## PAGE EXCERPT
*** Begin section ***

May 16 (Bloomberg) -- Going to the American Museum of Natural History on “Museum Dance” night is much different than visiting with kids in tow.
Your companions find the bathroom on their own. Snacks and nap time are not a required part of the conversation. And instead of trying to keep pace with a 5-year-old running down those long hallways, the challenge is stepping forward in the highest of heels while in an evening gown.
Event chairmen Nina Patterson and Colleen deVeer experienced another peril of dressing up last night: They were in the same strapless bustier gown by J. Mendel -- Patterson’s in red, deVeer’s in blue.
They laughed at the coincidence -- after all, they both rocked the look and were among friends, so there would be no “who looked best” comparisons. Anyway, as their husbands noted, the point of the evening wasn’t fashion, but supporting a museum they care about.
“We’re here once, if not twice, a week. We’re big dinosaurs folks,” said Mike Patterson, a partner at Highbridge Capital Management. “Our favorite is the apatosaurus on the fourth floor because of its sheer scale and grandeur.”
“I love the museum, my kids are here all the time,” said Kipp deVeer, president of Ares Capital Corp.
After cocktails, the couples settled into dinner at neighboring tables where another coincidence became apparent: The two tables represented billions of direct-lending capital. At deVeer’s was Michael Arougheti, chief executive officer of Ares Capital and co-head of Ares Direct Lending Group, and Patterson manages a direct-lending fund at Highbridge.
Nothing like a gala to get a little cozy with the competition.
Also seen: Geoffrey Lieberthal, a principal at Lee Equity Partners, Chris Kojima, a partner at Goldman Sachs Group Inc., and Carter Simonds, a managing director at Blue Ridge Capital who’s a member of the Yale University investment committee. And to keep them in tip-top shape: Jay Galluzzo, president of Flywheel Sports.

*** End section ***

## TASKS TO CARRY OUT
A) According to the Museum Dance article, which dinosaur does Mike Patterson call his favorite?
B) Carry on the Museum Dance article past its final sentence.

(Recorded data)
*** Begin section ***

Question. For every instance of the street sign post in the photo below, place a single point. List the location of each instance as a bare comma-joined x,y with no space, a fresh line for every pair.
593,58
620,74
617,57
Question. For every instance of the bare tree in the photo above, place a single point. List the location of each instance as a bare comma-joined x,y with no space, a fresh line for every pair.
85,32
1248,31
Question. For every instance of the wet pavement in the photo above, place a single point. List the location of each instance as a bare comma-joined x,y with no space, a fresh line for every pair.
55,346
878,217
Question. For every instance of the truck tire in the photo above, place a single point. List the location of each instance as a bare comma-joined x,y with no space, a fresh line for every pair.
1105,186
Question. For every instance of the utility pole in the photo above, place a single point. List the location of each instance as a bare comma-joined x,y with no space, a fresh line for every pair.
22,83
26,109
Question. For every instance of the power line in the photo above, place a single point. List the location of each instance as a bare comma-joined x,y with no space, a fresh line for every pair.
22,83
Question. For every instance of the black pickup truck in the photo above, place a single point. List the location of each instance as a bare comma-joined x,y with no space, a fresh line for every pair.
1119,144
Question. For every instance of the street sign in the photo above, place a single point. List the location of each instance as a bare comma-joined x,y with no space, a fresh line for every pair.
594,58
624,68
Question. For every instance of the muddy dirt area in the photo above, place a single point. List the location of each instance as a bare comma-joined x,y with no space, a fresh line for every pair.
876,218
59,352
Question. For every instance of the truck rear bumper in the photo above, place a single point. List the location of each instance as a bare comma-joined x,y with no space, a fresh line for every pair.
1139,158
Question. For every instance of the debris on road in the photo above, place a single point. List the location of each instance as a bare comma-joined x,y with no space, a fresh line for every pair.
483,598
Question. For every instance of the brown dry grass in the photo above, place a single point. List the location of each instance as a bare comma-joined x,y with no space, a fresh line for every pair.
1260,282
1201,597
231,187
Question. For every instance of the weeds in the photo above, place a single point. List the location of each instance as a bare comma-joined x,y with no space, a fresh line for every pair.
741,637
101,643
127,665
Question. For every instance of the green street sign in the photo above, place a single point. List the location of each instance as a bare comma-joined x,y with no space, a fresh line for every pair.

*** End section ***

## ANSWER SET
A) The apatosaurus on the fourth floor.

B)
Dinner took place in the Hall of Ocean Life, under the whale, with cocktails and dancing in the Hall of the Universe, a hot spot at the museum since Neil deGrasse Tyson, the director of the planetarium, began hosting “Cosmos” on Fox, a remake of Carl Sagan’s television series.
“I’m really overweight on the moon,” said Vijay Dewan, a lawyer at Deutsche Bank AG, after stepping on a scale telling him he’d weigh more than 3,000 pounds there.
Jordan Fox, chief financial officer at game maker Arkadium, got a kick out of touching the Willamette Meteorite. His fiancee, Carly Tichner, a veterinarian at Animal Medical Center, was less impressed, instead expressing enthusiasm for the Arkadium game Ice Cream Blast.
“When you walk in the doors of the museum, you feel like a little kid,” said Allison Ecung, a captain and deputy chief of public affairs at the U.S. Air Force Reserve.
James Scott, a researcher at Columbia Business School, recalled his mother taking him to the museum when he became enamored of the ocean.
“And I got to dine under the whale tonight!” Scott said.